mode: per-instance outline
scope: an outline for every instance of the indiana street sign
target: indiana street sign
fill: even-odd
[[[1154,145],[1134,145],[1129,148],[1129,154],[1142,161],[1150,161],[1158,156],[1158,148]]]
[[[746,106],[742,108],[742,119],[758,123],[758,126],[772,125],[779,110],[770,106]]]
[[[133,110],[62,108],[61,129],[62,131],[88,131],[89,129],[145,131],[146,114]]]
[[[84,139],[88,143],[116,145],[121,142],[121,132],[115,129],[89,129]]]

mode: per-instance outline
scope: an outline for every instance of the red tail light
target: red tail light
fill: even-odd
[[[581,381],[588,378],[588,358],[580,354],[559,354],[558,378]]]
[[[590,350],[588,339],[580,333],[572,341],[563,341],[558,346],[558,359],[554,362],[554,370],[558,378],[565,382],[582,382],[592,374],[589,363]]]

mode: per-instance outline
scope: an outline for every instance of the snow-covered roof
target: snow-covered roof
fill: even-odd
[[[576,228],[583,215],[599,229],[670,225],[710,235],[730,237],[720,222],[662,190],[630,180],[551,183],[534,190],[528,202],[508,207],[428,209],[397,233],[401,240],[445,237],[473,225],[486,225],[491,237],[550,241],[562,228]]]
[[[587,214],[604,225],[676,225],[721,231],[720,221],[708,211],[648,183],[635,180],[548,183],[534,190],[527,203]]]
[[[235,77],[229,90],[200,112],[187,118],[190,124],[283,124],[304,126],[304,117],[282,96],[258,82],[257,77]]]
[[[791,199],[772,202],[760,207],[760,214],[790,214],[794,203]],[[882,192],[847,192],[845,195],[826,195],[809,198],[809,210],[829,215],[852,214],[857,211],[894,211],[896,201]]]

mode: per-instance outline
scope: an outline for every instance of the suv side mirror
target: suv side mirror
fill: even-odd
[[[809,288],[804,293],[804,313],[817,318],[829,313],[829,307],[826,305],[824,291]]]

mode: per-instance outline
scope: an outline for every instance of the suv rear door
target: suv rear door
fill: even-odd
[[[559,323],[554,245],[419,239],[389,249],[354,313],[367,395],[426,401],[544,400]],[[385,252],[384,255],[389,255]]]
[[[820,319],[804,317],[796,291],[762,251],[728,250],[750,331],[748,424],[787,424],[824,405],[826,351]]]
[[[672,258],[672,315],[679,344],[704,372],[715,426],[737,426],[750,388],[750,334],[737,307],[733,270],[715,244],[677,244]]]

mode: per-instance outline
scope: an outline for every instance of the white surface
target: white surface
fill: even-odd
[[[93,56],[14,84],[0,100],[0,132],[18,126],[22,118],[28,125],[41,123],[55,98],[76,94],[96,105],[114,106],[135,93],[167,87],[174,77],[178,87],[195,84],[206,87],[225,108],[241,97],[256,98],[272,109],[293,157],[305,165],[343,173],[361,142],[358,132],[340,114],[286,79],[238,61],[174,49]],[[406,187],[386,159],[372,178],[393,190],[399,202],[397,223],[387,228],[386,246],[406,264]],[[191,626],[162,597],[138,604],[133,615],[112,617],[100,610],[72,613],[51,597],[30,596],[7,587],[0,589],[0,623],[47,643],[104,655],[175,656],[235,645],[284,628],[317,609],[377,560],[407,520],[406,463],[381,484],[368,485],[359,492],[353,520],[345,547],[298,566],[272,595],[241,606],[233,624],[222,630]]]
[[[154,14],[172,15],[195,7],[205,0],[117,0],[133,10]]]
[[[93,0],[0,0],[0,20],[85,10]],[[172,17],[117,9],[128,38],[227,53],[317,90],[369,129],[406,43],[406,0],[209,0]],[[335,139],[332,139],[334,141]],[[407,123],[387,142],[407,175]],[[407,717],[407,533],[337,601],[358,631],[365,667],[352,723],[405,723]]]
==========
» Work required:
Count the lines in the entries above that contain the string "snow", matching case exactly. Reply with the number alone.

» Answer for this exercise:
2